L’amitié de Jean Colin d’Amiens et de Joseph Czapski est une amitié décomplexée, quasiment d’égal à égal. Certes Jean Colin doit beaucoup à cet artiste plus âgé, qui l’introduira dans les milieux parisiens de la peinture et de la littérature, mais Joseph Czapski ne cesse d’apprécier la vivacité et la profondeur d’esprit d’un jeune homme en plein épanouissement intellectuel.
En commençant des recherches sur ce peintre presqu’oublié – mais paradoxalement si attachant- qui avait pris part à l’essor figuratif du groupe parisien de la Jeune Peinture, j’ai très vite compris qu’il existait, outre son journal d’atelier, des correspondances inédites. Quel ne fut tout de même mon étonnement et ma joie de les découvrir pour la première fois un jour, rassemblées sous la forme d’un tapuscrit jauni. Naturellement les lettres de Jean Colin m’ont le plus intéressé, car elles confirment certaines suppositions, faites d’après les témoignages des proches de Jean Colin. Cette correspondance m’a été confié par l’écrivain suisse Jean-Louis Kuffer, suite à une courte biographie que j’ai publiée en 2015 chez un éditeur universitaire Encrage Édition, où entre autre, je relate l’amitié de Joseph Czapski et Jean Colin d’Amiens (1927-1959).

- _Données fournies_

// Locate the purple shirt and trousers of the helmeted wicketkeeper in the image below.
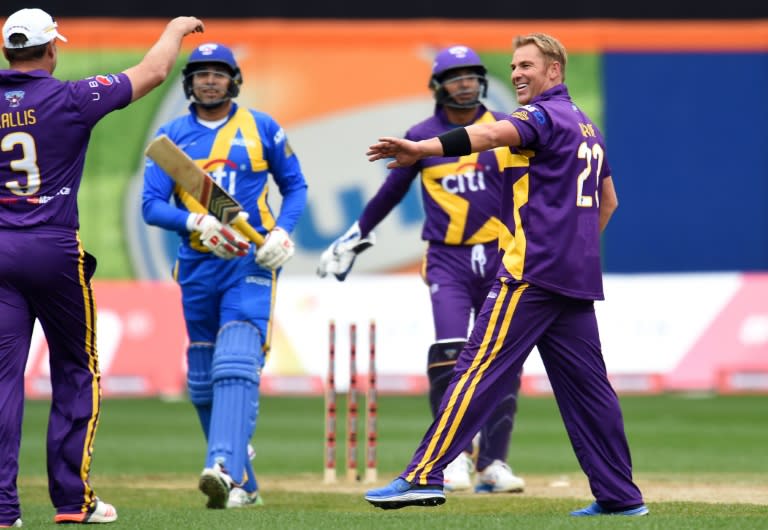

- _Énoncé_
Recopiez intégralement, sans la moindre modification, le texte sur l'amitié entre Jean Colin d'Amiens et Joseph Czapski. Les lignes n'ont aucun lien avec le texte.

- _Réponse attendue_
L’amitié de Jean Colin d’Amiens et de Joseph Czapski est une amitié décomplexée, quasiment d’égal à égal. Certes Jean Colin doit beaucoup à cet artiste plus âgé, qui l’introduira dans les milieux parisiens de la peinture et de la littérature, mais Joseph Czapski ne cesse d’apprécier la vivacité et la profondeur d’esprit d’un jeune homme en plein épanouissement intellectuel.
En commençant des recherches sur ce peintre presqu’oublié – mais paradoxalement si attachant- qui avait pris part à l’essor figuratif du groupe parisien de la Jeune Peinture, j’ai très vite compris qu’il existait, outre son journal d’atelier, des correspondances inédites. Quel ne fut tout de même mon étonnement et ma joie de les découvrir pour la première fois un jour, rassemblées sous la forme d’un tapuscrit jauni. Naturellement les lettres de Jean Colin m’ont le plus intéressé, car elles confirment certaines suppositions, faites d’après les témoignages des proches de Jean Colin. Cette correspondance m’a été confié par l’écrivain suisse Jean-Louis Kuffer, suite à une courte biographie que j’ai publiée en 2015 chez un éditeur universitaire Encrage Édition, où entre autre, je relate l’amitié de Joseph Czapski et Jean Colin d’Amiens (1927-1959).